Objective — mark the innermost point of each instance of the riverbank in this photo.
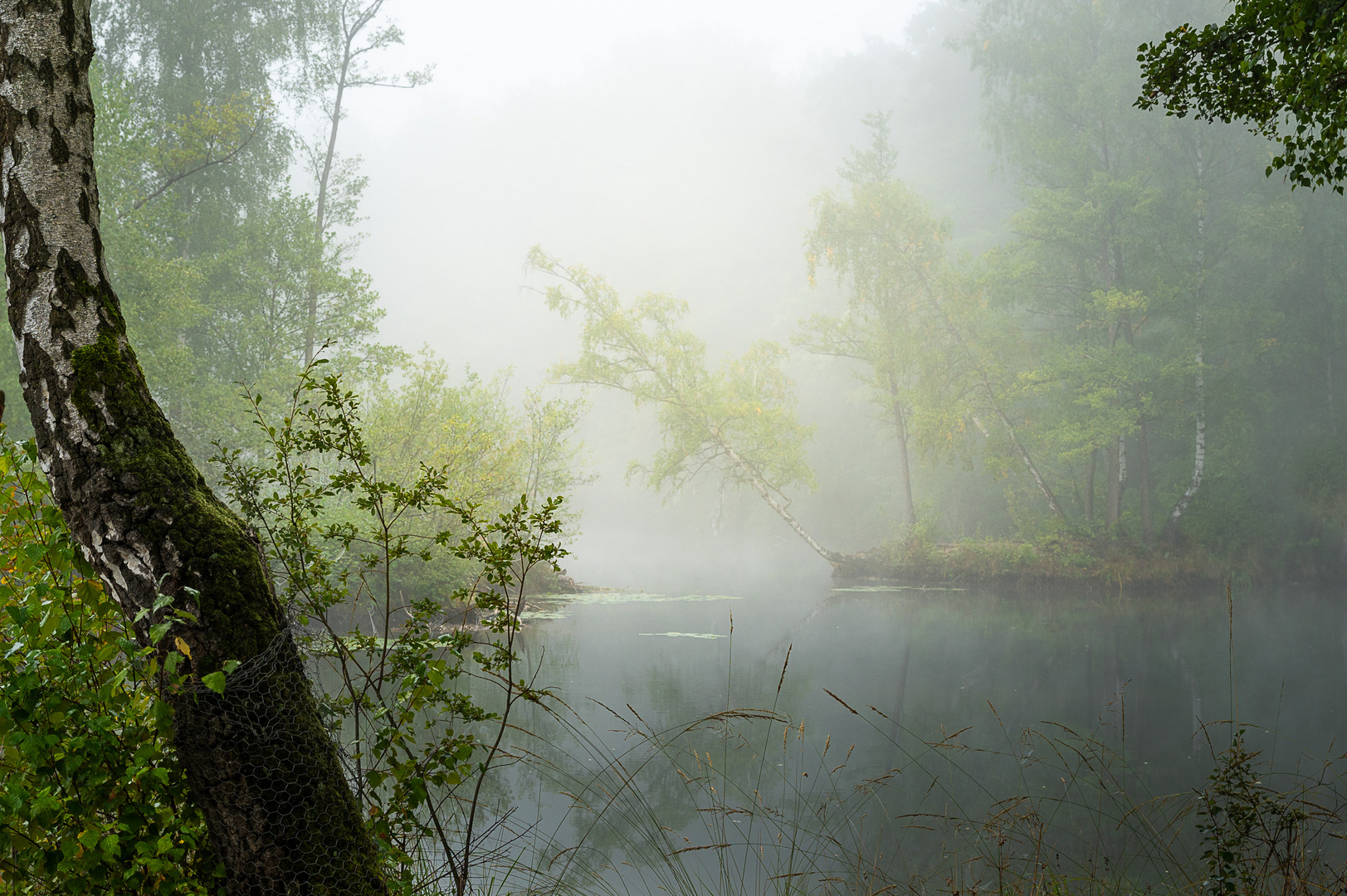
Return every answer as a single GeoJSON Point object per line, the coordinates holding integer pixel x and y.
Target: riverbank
{"type": "Point", "coordinates": [1050, 563]}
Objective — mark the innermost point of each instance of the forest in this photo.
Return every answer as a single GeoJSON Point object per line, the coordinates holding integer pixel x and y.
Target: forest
{"type": "Point", "coordinates": [1042, 295]}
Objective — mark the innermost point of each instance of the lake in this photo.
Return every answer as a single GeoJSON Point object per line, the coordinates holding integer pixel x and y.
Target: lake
{"type": "Point", "coordinates": [925, 732]}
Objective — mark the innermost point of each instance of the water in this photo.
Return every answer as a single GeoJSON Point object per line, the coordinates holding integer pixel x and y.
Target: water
{"type": "Point", "coordinates": [953, 699]}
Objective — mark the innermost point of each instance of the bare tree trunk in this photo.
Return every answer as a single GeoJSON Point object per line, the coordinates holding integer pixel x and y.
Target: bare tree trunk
{"type": "Point", "coordinates": [765, 492]}
{"type": "Point", "coordinates": [1148, 526]}
{"type": "Point", "coordinates": [1094, 461]}
{"type": "Point", "coordinates": [1113, 465]}
{"type": "Point", "coordinates": [1199, 455]}
{"type": "Point", "coordinates": [904, 466]}
{"type": "Point", "coordinates": [321, 205]}
{"type": "Point", "coordinates": [257, 757]}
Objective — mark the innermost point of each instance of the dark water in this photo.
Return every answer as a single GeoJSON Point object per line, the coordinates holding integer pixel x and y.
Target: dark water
{"type": "Point", "coordinates": [949, 702]}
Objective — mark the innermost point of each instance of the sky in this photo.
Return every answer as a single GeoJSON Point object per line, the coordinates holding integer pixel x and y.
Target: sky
{"type": "Point", "coordinates": [482, 51]}
{"type": "Point", "coordinates": [668, 149]}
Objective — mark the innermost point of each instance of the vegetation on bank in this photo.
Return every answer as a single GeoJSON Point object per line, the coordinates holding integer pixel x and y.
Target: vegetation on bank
{"type": "Point", "coordinates": [1048, 562]}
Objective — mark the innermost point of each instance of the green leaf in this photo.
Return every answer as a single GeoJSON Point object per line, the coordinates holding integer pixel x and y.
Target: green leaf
{"type": "Point", "coordinates": [214, 680]}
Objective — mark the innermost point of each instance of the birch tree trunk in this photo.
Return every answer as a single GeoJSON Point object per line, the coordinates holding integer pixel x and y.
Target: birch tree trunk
{"type": "Point", "coordinates": [904, 462]}
{"type": "Point", "coordinates": [1148, 527]}
{"type": "Point", "coordinates": [1199, 455]}
{"type": "Point", "coordinates": [257, 759]}
{"type": "Point", "coordinates": [765, 494]}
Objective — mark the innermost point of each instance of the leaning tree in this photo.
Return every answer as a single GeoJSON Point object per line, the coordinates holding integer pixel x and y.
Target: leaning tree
{"type": "Point", "coordinates": [256, 755]}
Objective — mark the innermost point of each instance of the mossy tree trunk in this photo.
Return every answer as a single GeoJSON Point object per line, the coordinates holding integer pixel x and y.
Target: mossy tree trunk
{"type": "Point", "coordinates": [257, 759]}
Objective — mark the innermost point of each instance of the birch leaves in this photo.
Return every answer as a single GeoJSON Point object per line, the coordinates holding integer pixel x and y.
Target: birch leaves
{"type": "Point", "coordinates": [737, 422]}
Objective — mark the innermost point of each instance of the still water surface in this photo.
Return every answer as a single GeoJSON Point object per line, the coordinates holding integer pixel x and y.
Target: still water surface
{"type": "Point", "coordinates": [1149, 679]}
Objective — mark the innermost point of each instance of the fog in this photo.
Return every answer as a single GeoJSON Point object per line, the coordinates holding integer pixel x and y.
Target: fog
{"type": "Point", "coordinates": [674, 155]}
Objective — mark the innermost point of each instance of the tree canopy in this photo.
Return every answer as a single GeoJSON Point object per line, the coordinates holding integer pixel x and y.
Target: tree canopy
{"type": "Point", "coordinates": [1280, 65]}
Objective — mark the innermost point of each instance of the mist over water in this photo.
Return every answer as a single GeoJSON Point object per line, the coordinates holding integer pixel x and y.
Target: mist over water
{"type": "Point", "coordinates": [1067, 371]}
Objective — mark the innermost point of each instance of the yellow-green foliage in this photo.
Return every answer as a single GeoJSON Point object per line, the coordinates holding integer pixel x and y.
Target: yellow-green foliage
{"type": "Point", "coordinates": [739, 421]}
{"type": "Point", "coordinates": [1050, 561]}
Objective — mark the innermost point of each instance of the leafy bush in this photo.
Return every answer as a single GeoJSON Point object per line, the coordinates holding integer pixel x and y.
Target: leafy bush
{"type": "Point", "coordinates": [90, 799]}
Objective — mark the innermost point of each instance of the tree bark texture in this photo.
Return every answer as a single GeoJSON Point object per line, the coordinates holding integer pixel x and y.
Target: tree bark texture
{"type": "Point", "coordinates": [1148, 526]}
{"type": "Point", "coordinates": [1115, 505]}
{"type": "Point", "coordinates": [765, 494]}
{"type": "Point", "coordinates": [904, 462]}
{"type": "Point", "coordinates": [257, 757]}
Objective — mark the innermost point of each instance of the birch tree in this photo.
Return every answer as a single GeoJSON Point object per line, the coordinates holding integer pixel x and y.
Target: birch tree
{"type": "Point", "coordinates": [884, 246]}
{"type": "Point", "coordinates": [739, 421]}
{"type": "Point", "coordinates": [255, 752]}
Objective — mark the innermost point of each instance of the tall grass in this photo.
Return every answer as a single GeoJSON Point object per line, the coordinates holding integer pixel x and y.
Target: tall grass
{"type": "Point", "coordinates": [749, 801]}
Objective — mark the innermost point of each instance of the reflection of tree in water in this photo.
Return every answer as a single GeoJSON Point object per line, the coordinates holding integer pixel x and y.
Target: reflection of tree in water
{"type": "Point", "coordinates": [1121, 682]}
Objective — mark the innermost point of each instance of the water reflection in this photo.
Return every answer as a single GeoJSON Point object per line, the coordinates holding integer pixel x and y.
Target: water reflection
{"type": "Point", "coordinates": [929, 693]}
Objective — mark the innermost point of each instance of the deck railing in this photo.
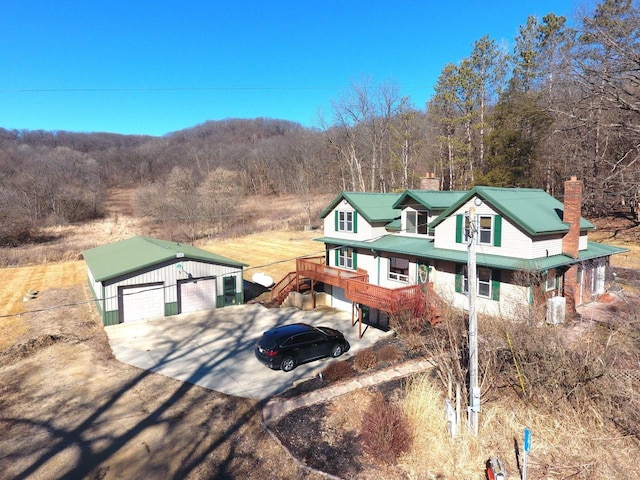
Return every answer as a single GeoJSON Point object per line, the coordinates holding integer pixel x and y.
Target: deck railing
{"type": "Point", "coordinates": [315, 269]}
{"type": "Point", "coordinates": [355, 283]}
{"type": "Point", "coordinates": [382, 298]}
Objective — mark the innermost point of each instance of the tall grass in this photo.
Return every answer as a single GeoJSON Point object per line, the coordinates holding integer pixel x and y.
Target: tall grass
{"type": "Point", "coordinates": [565, 443]}
{"type": "Point", "coordinates": [434, 453]}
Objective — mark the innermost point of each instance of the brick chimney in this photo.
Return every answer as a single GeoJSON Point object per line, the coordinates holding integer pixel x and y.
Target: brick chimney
{"type": "Point", "coordinates": [571, 215]}
{"type": "Point", "coordinates": [571, 240]}
{"type": "Point", "coordinates": [430, 182]}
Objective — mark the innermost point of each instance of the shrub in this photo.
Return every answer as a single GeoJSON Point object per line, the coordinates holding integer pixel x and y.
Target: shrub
{"type": "Point", "coordinates": [385, 430]}
{"type": "Point", "coordinates": [365, 360]}
{"type": "Point", "coordinates": [336, 371]}
{"type": "Point", "coordinates": [389, 353]}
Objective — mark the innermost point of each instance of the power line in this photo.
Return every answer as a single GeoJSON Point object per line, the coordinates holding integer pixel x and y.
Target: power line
{"type": "Point", "coordinates": [169, 89]}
============================================================
◆ Job: Exactly and exclusively, repeat the lines from the line that contains "shrub in this photo." through the end of the records, both ends included.

◆ Response:
Objective — mark the innermost point of each instance of the shrub in this photo.
Return every answer as a single GeoJSON Point object per line, the coordinates holding integer pixel x and y.
Target: shrub
{"type": "Point", "coordinates": [385, 430]}
{"type": "Point", "coordinates": [365, 360]}
{"type": "Point", "coordinates": [336, 371]}
{"type": "Point", "coordinates": [389, 353]}
Objective — mark the innermost point of each instance of the power line in this photo.
Return every answer as a single GeoJSON Point object per line, the coordinates holding integer pixel x and y.
Target: power line
{"type": "Point", "coordinates": [169, 89]}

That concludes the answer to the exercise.